• **Baris Data**:
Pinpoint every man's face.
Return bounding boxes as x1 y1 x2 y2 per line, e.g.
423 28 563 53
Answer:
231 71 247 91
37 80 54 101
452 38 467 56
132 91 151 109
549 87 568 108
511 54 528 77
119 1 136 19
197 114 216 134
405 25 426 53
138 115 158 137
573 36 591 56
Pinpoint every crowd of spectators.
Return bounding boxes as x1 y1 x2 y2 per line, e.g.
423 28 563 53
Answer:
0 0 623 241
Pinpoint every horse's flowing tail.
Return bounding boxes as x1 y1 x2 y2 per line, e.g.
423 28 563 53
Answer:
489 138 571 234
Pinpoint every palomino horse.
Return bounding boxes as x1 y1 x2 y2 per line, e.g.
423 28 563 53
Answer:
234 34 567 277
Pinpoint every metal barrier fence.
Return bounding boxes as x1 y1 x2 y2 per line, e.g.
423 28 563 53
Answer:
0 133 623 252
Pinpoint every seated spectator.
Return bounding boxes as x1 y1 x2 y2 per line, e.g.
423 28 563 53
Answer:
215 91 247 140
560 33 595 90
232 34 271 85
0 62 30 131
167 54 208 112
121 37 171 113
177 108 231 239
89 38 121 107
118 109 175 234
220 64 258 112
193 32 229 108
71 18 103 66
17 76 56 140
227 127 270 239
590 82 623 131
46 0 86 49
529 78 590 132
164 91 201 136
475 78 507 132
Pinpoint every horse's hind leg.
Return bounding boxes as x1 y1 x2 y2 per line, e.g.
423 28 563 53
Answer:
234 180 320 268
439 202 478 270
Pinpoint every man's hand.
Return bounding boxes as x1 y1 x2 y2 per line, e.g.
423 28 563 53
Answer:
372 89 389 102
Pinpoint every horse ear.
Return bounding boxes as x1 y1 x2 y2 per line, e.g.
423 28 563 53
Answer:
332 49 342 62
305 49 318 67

• **Yang Ditanyakan**: Tampilkan ulang tanpa perubahan bagian catatan yang dimulai dari baris berisi "Pinpoint every horse's flowing tail." sampai baris terakhir catatan, termasuk kedua ujungnya.

• **Jawaban yang Benar**:
Pinpoint every horse's flowing tail.
Return bounding boxes as x1 y1 x2 y2 per line, e.g.
423 28 563 53
Answer:
489 138 571 234
Pinpoint every palomino horse.
Return bounding boxes as x1 y1 x2 y2 per line, e.g.
423 28 563 53
Answer:
234 34 567 277
Pinpoint every metal barrier fence.
Return bounding boxes as x1 y1 x2 y2 per line, e.g.
423 28 563 53
Answer:
0 133 623 252
Pinpoint every seated spectator.
Return bounding boxes as x1 y1 x2 y2 per line, e.g.
423 28 563 53
Answer:
215 91 247 140
560 33 595 90
232 34 271 85
0 62 30 131
167 54 208 112
121 37 171 113
177 108 231 239
89 38 121 107
118 109 175 234
220 64 258 112
193 32 229 108
71 18 103 66
17 76 56 140
227 127 270 239
590 82 623 131
46 0 86 49
529 78 590 132
164 91 201 136
475 78 507 132
Pinpoint every horse's hind leg.
Return bounding boxes as x1 y1 x2 y2 per line, e.g.
423 28 563 53
Answer:
234 180 320 268
439 202 478 270
Pinpoint every man's hand.
Return bounding boxes as x1 y1 x2 y2 per line, e.g.
423 28 563 53
Answer:
372 89 389 102
Pinpoint every horse ear.
Return bounding boxes as x1 y1 x2 y2 per line, e.g.
423 28 563 53
Answer:
332 49 342 62
305 49 318 67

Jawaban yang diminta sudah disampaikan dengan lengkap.